Что нужно сделать: Пожалуйста, перепишите без изменений часть исходного отрывка, начиная со слов «Мы  усиленно занимались» и заканчивая словами «вылетел в Горький.».

=== Исходный отрывок ===

Мы  усиленно занимались строительством домов, и  в этом преуспели. К осени их заселили. Я был счастлив: все-таки три дома по восемнадцать квартир – это довольно большой успех.

Но жена продолжала чувствовать себя неважно, и ей рекомендовали поменять климат. Что делать – я не знал. В этот период моя мама уехала в Горький, к жене погибшего брата. Оля Качура, так звали сноху, была кандидатом медицинских наук и работала главным врачом кожно-венерологического диспансера Поволжского региона. Мама, будучи в гостях, заболела,  у нее произошел инфаркт. В то время основным лечением было – неподвижный постельный режим, и я вылетел в Горький.

Отец Оли был генералом, и при жизни он   дружил с многими руководителями  области. В этот период председателем Горьковского Совнархоза стал бывший директор завода “Красное Сормово” Рубинчик. Получилось так, что когда я приехал, в гостях у Оли находился этот самый Рубинчик. Он предложил мне работу в Горьком, серьезные должности, а потом, подумав, сказал:
– Езжай в Москву, в Министерство автомобильной промышленности. Там заместитель министра по кадрам наш, горьковский, фамилия его Горев.

=== Записанные сведения ===

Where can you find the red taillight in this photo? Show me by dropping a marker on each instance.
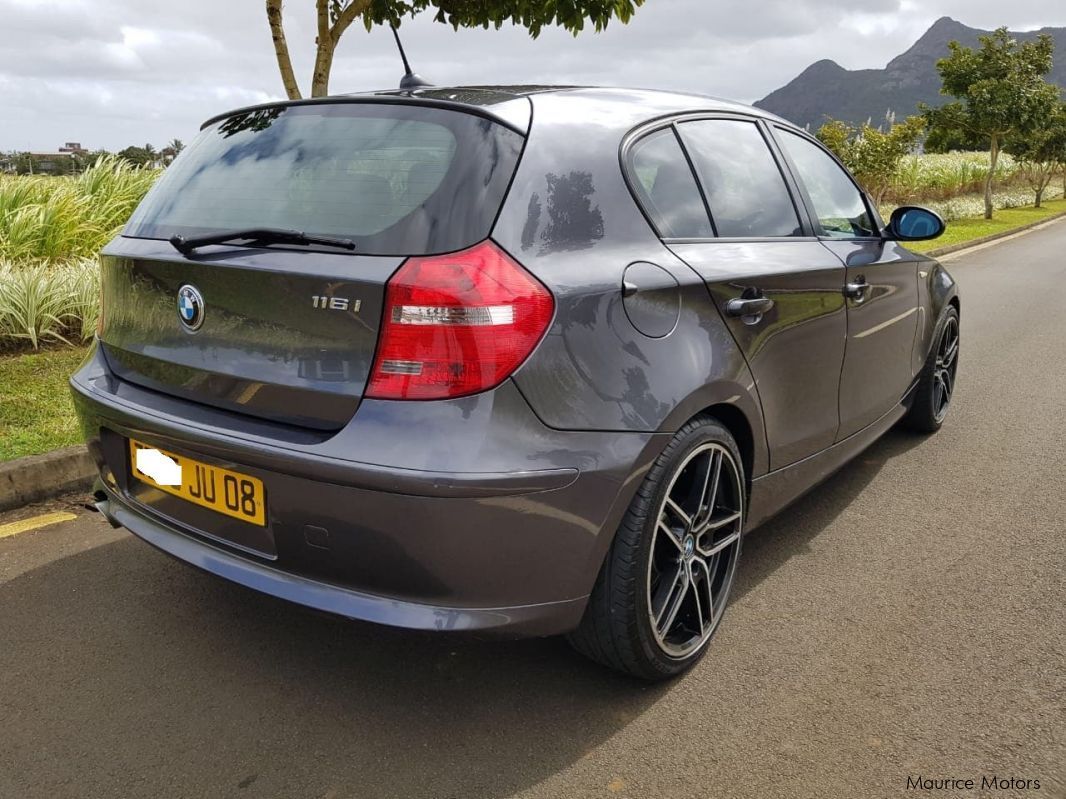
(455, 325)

===
=== Записанные сведения ===

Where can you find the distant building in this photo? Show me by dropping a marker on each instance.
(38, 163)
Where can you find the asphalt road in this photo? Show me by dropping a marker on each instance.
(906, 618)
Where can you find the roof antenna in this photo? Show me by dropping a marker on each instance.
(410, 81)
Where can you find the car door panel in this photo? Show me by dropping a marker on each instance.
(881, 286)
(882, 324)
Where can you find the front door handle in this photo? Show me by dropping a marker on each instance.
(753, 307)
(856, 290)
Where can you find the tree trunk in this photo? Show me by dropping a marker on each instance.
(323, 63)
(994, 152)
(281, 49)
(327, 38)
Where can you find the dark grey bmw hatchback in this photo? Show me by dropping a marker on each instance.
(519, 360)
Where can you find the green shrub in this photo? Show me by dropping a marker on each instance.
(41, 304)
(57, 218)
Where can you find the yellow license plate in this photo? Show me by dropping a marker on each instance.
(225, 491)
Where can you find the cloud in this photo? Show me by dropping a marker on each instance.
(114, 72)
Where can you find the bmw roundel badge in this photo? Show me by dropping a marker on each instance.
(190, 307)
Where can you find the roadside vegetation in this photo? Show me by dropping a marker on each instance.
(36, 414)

===
=== Записанные сведения ===

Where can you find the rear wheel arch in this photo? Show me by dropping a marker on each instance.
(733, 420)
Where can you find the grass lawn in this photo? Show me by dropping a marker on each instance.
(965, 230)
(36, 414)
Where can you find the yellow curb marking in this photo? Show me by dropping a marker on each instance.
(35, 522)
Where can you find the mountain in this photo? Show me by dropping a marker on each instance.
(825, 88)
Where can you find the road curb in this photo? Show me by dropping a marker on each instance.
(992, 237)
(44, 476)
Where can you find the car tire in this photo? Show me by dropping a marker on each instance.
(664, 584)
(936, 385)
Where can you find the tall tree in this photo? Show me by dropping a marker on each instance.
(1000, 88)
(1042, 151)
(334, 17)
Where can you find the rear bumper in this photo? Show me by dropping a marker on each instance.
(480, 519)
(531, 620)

===

Поле для ответа:
Мы  усиленно занимались строительством домов, и  в этом преуспели. К осени их заселили. Я был счастлив: все-таки три дома по восемнадцать квартир – это довольно большой успех.

Но жена продолжала чувствовать себя неважно, и ей рекомендовали поменять климат. Что делать – я не знал. В этот период моя мама уехала в Горький, к жене погибшего брата. Оля Качура, так звали сноху, была кандидатом медицинских наук и работала главным врачом кожно-венерологического диспансера Поволжского региона. Мама, будучи в гостях, заболела,  у нее произошел инфаркт. В то время основным лечением было – неподвижный постельный режим, и я вылетел в Горький.